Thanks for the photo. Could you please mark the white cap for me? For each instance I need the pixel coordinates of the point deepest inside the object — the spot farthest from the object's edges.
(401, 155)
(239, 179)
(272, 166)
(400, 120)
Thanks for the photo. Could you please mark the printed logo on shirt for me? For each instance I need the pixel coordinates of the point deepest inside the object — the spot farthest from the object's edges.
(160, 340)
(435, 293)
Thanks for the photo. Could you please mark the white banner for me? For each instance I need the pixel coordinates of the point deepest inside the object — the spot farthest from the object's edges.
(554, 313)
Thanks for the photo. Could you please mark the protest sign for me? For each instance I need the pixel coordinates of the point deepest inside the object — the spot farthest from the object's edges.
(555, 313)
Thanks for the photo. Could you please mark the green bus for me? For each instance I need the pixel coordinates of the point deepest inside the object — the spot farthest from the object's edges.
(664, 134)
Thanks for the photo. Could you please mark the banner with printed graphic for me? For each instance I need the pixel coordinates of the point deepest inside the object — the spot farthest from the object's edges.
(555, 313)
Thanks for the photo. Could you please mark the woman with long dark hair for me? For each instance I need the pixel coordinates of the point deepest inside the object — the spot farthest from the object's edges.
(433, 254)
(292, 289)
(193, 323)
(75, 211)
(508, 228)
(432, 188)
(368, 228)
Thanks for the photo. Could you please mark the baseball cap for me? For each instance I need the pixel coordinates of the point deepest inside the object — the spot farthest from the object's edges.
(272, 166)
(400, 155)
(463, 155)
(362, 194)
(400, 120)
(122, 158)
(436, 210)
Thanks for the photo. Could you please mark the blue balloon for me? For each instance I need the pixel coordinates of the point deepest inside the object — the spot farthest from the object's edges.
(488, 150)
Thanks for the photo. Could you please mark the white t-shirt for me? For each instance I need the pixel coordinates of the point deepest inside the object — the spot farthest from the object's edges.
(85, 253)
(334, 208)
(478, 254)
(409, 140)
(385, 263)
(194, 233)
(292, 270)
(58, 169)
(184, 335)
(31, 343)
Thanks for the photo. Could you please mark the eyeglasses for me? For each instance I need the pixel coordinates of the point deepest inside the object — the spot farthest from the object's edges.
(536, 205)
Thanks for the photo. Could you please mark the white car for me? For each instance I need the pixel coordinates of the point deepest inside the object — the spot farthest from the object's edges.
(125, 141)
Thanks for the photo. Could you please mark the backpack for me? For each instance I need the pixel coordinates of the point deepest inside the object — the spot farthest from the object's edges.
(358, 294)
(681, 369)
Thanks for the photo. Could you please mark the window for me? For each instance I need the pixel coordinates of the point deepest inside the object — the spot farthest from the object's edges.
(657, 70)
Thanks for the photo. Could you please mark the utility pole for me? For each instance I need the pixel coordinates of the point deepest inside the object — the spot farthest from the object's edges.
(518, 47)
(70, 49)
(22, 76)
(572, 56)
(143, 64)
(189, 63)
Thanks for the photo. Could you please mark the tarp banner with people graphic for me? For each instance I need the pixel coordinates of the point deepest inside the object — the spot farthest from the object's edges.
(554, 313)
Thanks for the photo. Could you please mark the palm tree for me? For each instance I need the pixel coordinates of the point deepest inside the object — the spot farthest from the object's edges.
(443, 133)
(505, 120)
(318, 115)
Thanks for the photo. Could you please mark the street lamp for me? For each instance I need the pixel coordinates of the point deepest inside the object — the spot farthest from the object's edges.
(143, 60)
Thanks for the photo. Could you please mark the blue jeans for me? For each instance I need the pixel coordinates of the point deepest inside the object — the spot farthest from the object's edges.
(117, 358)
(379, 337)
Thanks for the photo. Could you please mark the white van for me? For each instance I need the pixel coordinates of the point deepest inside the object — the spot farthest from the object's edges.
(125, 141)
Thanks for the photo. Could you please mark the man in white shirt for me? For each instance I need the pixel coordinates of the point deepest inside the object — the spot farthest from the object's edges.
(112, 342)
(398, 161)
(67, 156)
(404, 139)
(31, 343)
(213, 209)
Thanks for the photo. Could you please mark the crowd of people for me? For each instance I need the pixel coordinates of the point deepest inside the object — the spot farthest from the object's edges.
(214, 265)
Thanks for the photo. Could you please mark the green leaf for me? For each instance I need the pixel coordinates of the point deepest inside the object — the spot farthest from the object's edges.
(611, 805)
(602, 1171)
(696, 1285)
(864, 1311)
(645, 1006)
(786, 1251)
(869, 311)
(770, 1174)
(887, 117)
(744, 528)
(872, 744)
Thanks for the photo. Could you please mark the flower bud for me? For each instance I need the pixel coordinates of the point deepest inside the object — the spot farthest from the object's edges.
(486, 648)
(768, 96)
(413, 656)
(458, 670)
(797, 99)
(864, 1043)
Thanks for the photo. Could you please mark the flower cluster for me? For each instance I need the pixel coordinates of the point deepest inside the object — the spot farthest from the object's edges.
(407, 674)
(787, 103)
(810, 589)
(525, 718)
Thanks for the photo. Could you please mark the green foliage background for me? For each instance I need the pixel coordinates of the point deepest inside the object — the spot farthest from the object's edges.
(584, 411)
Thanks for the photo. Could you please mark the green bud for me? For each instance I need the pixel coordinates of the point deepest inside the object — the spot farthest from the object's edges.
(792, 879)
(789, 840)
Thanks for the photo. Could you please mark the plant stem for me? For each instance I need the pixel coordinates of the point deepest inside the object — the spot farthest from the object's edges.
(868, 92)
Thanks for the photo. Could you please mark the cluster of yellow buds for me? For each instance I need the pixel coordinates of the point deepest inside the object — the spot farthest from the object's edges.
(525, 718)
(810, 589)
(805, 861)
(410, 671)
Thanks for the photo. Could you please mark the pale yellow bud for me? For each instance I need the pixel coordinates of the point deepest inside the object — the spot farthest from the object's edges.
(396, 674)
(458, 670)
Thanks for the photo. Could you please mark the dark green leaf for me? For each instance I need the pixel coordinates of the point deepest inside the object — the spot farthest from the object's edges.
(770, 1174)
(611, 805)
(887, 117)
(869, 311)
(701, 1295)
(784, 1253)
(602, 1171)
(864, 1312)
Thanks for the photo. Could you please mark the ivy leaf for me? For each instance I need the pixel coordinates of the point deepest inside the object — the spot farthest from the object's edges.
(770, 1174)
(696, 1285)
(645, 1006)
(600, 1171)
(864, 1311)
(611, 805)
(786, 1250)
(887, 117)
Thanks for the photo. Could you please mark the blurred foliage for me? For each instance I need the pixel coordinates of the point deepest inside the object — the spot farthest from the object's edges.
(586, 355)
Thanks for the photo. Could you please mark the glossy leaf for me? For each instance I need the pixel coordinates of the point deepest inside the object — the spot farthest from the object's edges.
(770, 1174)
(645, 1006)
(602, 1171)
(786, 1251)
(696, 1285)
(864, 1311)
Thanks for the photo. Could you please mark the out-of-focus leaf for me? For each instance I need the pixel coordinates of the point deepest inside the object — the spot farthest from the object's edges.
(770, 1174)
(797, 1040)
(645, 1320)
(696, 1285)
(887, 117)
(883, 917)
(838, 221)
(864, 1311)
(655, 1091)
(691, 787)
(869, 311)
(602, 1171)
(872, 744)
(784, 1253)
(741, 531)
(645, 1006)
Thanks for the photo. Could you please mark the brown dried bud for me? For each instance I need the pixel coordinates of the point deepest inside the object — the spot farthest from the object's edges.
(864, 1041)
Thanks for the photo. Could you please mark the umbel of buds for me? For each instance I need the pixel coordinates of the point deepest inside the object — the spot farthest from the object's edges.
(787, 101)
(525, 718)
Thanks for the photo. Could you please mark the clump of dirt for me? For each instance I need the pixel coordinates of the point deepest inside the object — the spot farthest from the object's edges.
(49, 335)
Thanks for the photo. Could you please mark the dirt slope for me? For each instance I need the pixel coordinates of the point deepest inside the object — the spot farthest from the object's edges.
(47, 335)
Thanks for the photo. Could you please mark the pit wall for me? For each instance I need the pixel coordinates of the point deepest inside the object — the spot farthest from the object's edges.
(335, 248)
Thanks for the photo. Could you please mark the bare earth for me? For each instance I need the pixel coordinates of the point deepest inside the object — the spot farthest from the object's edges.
- - - - - - -
The problem:
Give again the lines from the line holding "Thanks for the photo. Could you please mark the clump" through the close of the listing, both included, exactly as written and with nothing else.

Response to the exercise:
Thanks for the photo. Could you please mark the clump of dirt for me? For each instance I need the pixel coordinates of the point deepest inside the object — the spot farthest from the object's edges.
(49, 335)
Thanks for the photo. Could you please mark the dirt slope for me? For each instance I need the pixel coordinates of the point deepest inside the object — the spot farthest from the object's edges.
(47, 335)
Thanks for the photo. Could you please mark the pit wall for me? For each instance I need the pixel coordinates of the point deepest inside the object — the spot farthest from the object's edges.
(335, 248)
Thanks for the photo. Could you please mark the bare earth for me? For each instance I need the pixel coordinates of the point deepest inside the object — the spot farthest from the object's edges.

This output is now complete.